Dataset entries
━━━━━━━━
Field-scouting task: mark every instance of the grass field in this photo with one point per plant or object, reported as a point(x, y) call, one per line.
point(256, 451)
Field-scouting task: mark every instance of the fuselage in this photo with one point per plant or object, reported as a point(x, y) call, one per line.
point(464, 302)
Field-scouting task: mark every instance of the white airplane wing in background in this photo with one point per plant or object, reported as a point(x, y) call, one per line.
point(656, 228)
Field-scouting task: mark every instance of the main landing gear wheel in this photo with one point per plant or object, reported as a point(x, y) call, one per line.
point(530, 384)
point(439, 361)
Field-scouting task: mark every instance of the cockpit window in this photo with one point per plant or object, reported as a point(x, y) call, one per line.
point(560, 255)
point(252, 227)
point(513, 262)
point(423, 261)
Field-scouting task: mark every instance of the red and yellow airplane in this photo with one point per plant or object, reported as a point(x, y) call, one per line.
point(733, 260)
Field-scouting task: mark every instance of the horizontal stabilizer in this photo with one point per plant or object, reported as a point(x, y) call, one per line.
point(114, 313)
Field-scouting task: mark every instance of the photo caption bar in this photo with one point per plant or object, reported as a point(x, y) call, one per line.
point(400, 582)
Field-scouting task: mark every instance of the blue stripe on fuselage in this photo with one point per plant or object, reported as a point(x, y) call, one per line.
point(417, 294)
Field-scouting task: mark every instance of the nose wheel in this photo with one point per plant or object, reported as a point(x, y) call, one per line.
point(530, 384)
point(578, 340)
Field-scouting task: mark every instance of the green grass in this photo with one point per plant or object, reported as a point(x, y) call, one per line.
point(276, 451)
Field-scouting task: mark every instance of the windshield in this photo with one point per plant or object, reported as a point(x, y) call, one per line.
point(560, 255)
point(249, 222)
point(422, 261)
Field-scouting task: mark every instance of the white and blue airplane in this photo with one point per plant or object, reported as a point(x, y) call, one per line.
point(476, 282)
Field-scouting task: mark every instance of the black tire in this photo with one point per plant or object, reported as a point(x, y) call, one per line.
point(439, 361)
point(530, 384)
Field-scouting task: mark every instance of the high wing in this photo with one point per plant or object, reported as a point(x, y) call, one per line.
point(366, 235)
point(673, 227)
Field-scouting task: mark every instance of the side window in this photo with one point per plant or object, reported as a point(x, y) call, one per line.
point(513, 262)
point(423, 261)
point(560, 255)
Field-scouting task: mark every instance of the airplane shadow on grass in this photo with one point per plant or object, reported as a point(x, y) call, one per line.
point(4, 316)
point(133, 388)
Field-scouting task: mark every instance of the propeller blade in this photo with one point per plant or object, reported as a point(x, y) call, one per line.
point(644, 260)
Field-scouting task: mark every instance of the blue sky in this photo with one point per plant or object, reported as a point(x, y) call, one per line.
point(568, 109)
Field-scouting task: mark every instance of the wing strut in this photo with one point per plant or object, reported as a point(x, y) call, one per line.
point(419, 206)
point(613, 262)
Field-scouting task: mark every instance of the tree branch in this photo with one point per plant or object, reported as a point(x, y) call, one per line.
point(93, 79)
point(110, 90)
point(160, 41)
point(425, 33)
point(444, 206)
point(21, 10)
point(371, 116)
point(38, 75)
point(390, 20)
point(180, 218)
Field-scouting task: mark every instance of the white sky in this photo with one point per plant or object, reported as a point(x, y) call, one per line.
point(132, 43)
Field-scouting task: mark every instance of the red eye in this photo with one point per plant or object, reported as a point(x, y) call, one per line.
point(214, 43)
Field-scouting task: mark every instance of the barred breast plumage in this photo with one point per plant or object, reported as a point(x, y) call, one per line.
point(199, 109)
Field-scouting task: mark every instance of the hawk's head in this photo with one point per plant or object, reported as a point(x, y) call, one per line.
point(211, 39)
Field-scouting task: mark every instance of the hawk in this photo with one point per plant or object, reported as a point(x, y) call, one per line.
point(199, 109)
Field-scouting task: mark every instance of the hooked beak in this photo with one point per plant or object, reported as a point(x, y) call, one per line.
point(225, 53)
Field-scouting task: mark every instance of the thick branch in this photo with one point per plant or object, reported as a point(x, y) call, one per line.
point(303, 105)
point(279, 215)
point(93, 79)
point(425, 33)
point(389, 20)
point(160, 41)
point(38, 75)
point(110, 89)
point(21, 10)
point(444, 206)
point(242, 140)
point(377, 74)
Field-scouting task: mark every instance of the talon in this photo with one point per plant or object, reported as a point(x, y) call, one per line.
━━━━━━━━
**PROBLEM DESCRIPTION:** Rescale everything from the start of the rows down to the line that contains "point(464, 302)", both ends included, and write those lines out again with their requests. Multiply every coordinate in the answers by 1.6 and round each to a whole number, with halves rounding up.

**ANSWER:**
Field-scouting task: mark every instance of the grass field in this photo with one point per plant or object, reported as a point(x, y) call, one per line.
point(410, 722)
Field-scouting task: mark every instance of the fuselage in this photo with one point per plant or object, reported as a point(x, y) call, one per line.
point(742, 483)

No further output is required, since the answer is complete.